BRIEF 1:
Summarize the thread in three sentences.
BRIEF 2:
Rewrite the listing as a JSON list of strings, one string per line and no blank lines, from the line containing "Would you mind annotating the cushioned" up to and including the listing's last line.

SELECTION:

________________________________________

# Just Got This Doxa Tusa Sub 1000t



## river rat (Nov 14, 2008)

I been wanting a Doxa for a long time.I could not afford a new one so I started looking for a used one.Then I found this Doxa tusa made in 2008 it was brand new never used for the price of a used one so I pulled the trigger and now I got one.It's dial is a diiffernt blue than the Seiko blue sumo.Fit's nice on the wrist.It's about 5 to 8 minute's fast per day.Here in the states they take to mutch taxes out of your paycheck so at the end of the year you have to do your taxes to make sure the Feds get all there money but most of the time you gave them to mutch and they owe you instead so I got a check for that over payment and that why I could afford this watch it's a real nice watch so far to good.


----------



## TraserH3 (Feb 22, 2009)

Very nice watch, which number out of 100 is it?

1

Do you mean 5-8 seconds a day. If its 5-8 minutes I send it back to doxa for a service under warrenty


----------



## river rat (Nov 14, 2008)

TraserH3 said:


> Very nice watch, which number out of 100 is it?
> 
> 1
> 
> Do you mean 5-8 seconds a day. If its 5-8 minutes I send it back to doxa for a service under warrenty


Yes I mean 5-8 seconds per day but it should get better after it settle's down after I use it a few day's just got it the other day .And it's no 23


----------



## ditchdiger (Jun 23, 2007)

its nice when the man owes you isnt it?

glad you got something you like...enjoy


----------



## Alas (Jun 18, 2006)

Love Doxas myself. Great catch. :tongue2:


----------



## thunderbolt (May 19, 2007)

Congratulations on a stunning piece.


----------



## mylo (Feb 8, 2008)

Nice piece. I got myself a 750T before xmas and I love it.


----------



## mjolnir (Jan 3, 2006)

I like that. Is it a different shade of blue to the Caribbeans?


----------



## TraserH3 (Feb 22, 2009)

Beauty and great time when i beds in! Another Doxa fan here and I hope you enjoy it!


----------



## PhilM (Nov 5, 2004)

Well done on scatching the Doxa itch, that's one that I'd like to scratch still this year if I can :yes:


----------



## river rat (Nov 14, 2008)

mjolnir said:


> I like that. Is it a different shade of blue to the Caribbeans?


From other forums they say it's a differnt shade of blue they say it's a little darker than the caribbeans but ths is the only Doxa I have seen up close.


----------



## Parabola (Aug 1, 2007)

Very nice, I love the hands, they remind of the Sinn U1


----------

________________________________________

EXTRACTED MATERIAL:
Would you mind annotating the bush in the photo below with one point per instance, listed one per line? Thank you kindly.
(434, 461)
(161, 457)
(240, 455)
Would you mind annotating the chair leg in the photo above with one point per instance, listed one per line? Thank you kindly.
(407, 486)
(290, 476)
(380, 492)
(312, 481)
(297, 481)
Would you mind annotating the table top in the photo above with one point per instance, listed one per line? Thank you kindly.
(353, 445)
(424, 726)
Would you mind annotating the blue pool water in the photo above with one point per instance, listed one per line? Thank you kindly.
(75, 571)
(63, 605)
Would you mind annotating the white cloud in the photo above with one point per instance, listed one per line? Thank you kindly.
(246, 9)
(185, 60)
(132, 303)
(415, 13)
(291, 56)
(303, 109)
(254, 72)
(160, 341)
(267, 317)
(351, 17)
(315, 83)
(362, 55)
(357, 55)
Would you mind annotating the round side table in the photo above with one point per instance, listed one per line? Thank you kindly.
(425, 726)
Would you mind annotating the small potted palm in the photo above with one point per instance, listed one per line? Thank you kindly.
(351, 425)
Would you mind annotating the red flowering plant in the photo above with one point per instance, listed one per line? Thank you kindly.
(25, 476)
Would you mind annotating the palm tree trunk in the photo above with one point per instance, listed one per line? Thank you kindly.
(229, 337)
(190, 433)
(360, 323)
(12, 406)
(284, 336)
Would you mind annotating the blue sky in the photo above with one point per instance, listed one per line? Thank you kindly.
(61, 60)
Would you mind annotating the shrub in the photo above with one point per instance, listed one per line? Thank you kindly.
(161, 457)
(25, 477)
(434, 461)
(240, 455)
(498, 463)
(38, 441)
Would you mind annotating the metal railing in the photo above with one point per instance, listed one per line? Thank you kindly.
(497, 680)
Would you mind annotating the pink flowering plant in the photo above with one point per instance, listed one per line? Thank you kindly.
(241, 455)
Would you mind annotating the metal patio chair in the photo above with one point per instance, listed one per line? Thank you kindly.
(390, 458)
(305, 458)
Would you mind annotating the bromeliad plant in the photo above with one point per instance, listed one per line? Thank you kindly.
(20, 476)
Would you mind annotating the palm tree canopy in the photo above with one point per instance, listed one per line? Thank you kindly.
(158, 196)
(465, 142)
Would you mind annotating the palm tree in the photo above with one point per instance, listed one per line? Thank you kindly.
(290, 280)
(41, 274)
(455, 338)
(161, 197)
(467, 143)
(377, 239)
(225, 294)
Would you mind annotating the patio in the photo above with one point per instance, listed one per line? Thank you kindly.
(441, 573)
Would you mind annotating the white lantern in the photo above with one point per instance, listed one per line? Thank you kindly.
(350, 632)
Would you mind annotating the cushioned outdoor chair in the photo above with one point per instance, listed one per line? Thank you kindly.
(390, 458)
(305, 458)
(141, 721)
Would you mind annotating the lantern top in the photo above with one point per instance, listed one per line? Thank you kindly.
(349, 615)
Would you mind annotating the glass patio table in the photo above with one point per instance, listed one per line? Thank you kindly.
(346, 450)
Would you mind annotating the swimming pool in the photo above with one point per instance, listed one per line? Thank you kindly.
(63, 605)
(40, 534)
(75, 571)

________________________________________

FINISHED ANSWER 1:
A forum member bought a brand-new, never-used 2008 Doxa Tusa Sub 1000T for the price of a used one, paying with a refund from overpaid taxes. He said its dial is a different blue than the Seiko Blue Sumo, it fits nicely on the wrist, it is number 23, and it runs 5 to 8 seconds fast per day but should improve once it settles down. Other members congratulated him, and when one asked whether the blue differs from the Caribbean's, he replied that other forums describe it as a little darker, though this is the only Doxa he has seen up close.

FINISHED ANSWER 2:
[
  "Would you mind annotating the cushioned outdoor chair in the photo above with one point per instance, listed one per line? Thank you kindly.",
  "(390, 458)",
  "(305, 458)",
  "(141, 721)",
  "Would you mind annotating the lantern top in the photo above with one point per instance, listed one per line? Thank you kindly.",
  "(349, 615)",
  "Would you mind annotating the glass patio table in the photo above with one point per instance, listed one per line? Thank you kindly.",
  "(346, 450)",
  "Would you mind annotating the swimming pool in the photo above with one point per instance, listed one per line? Thank you kindly.",
  "(63, 605)",
  "(40, 534)",
  "(75, 571)"
]